WHAT THE TASK REQUIRES | Can you write out, word for word, the part of the passage below on the Koran and holy violence that opens with the words containing "So the holy" and closes with "God's will. Poof!"?

Yes, the Koran speaks of mercy and compassion and calls for
ethical living. But such passages are no match for the ferocity of
instruction found there for waging war for God's sake. The scholar
Jack Nelson-Pallmeyer carefully traces this trail of holy violence
in his important book, Is Religion Killing Us? [Trinity Press
International. 2003]. He highlights many of the verses in the Koran
that the Islamic terrorists could have had in their hearts and on
their lips four years ago as they moved toward their gruesome
rendezvous. As I read some of them, close your eyes and recall the
scenes of that bright September morning which began in the bright
sun under a blue sky:
"Those who believe Fight in the cause of Allah, and Those who
reject Faith Fight in the cause of Evil."(4:76)
"So We sent against them A furious Wind through days of disaster,
that
We might Give them a taste of a Penalty of humiliation In this Life;
but
The Penalty of the Hereafter will be More Humiliating still: And
they
Will find No help." (41:16)
"Then watch thou For the Day That the sky will Bring forth a kind
Of smoke (or mist) Plainly visible, Enveloping the people: This will
be a Penalty
Grievous." (44:10-11)
"Did the people of the towns Feel Secure against the coming Of
Our
Wrath by night While they were asleep? Or else did they feel
Secure against its coming in Broad daylight while they Played
About (carefree)? Did they then feel secure Against the Plan of
Allah? - But no one can feel Secure from the Plan of Allah,
except those (Doomed) to ruin." (7:97-99)
So the holy warriors came - an airborne death cult, their sights
on God's enemies: regular folks, starting the day's routine. One
minute they're pulling off their jackets, shaking Sweet n' Low into
their coffee, adjusting the height of their chair or a picture of a
child or sweetheart or spouse in a frame on their desk, booting up
their computer - and in the next, they are engulfed by a horrendous
cataclysm. God's will. Poof!

RECORD SET |
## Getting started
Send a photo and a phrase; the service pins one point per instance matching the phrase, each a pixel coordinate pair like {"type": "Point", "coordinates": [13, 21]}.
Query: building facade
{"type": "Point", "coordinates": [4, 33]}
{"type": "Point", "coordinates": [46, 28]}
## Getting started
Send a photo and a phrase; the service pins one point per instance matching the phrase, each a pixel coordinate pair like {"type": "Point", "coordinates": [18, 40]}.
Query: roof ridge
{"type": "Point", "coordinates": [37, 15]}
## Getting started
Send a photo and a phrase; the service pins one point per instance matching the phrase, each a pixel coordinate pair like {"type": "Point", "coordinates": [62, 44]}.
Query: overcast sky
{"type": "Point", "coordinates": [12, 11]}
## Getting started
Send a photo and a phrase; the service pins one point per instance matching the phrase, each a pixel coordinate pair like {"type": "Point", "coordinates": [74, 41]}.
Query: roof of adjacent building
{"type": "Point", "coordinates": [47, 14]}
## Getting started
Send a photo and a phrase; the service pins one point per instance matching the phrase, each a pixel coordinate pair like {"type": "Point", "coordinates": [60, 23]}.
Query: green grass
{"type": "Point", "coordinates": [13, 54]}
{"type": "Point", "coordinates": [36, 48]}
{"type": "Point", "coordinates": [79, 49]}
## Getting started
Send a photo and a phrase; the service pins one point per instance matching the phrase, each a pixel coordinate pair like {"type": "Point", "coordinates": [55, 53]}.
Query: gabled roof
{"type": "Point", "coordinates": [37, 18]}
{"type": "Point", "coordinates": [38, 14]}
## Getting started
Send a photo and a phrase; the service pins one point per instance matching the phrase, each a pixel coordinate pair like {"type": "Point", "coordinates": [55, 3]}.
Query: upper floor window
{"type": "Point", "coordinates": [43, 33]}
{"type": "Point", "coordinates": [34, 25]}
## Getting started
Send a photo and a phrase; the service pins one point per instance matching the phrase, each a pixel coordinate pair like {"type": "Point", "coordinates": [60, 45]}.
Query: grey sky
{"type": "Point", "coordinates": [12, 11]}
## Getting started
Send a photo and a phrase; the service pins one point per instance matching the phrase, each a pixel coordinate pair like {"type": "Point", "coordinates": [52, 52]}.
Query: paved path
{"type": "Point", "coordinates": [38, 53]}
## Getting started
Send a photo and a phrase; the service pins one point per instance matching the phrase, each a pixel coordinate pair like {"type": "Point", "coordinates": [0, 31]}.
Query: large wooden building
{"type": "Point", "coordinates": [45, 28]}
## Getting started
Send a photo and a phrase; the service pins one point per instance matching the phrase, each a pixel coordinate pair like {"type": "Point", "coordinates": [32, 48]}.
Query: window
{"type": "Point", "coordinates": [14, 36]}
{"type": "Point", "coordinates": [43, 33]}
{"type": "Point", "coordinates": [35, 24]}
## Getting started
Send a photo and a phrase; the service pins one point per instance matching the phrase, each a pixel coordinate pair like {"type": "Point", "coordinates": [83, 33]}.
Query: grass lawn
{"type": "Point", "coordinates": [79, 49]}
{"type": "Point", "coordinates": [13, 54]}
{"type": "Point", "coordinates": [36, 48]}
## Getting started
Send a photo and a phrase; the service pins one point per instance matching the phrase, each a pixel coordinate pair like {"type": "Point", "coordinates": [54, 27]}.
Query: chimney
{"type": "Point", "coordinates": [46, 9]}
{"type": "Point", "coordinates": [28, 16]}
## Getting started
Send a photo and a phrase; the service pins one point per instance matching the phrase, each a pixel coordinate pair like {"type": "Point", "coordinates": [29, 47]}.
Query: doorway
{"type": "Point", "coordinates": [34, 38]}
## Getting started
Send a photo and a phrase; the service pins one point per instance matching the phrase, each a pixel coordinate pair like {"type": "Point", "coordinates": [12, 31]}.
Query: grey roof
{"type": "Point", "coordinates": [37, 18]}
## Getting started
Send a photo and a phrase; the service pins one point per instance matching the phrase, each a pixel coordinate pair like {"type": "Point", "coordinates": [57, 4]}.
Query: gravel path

OUTPUT BELOW |
So the holy warriors came - an airborne death cult, their sights
on God's enemies: regular folks, starting the day's routine. One
minute they're pulling off their jackets, shaking Sweet n' Low into
their coffee, adjusting the height of their chair or a picture of a
child or sweetheart or spouse in a frame on their desk, booting up
their computer - and in the next, they are engulfed by a horrendous
cataclysm. God's will. Poof!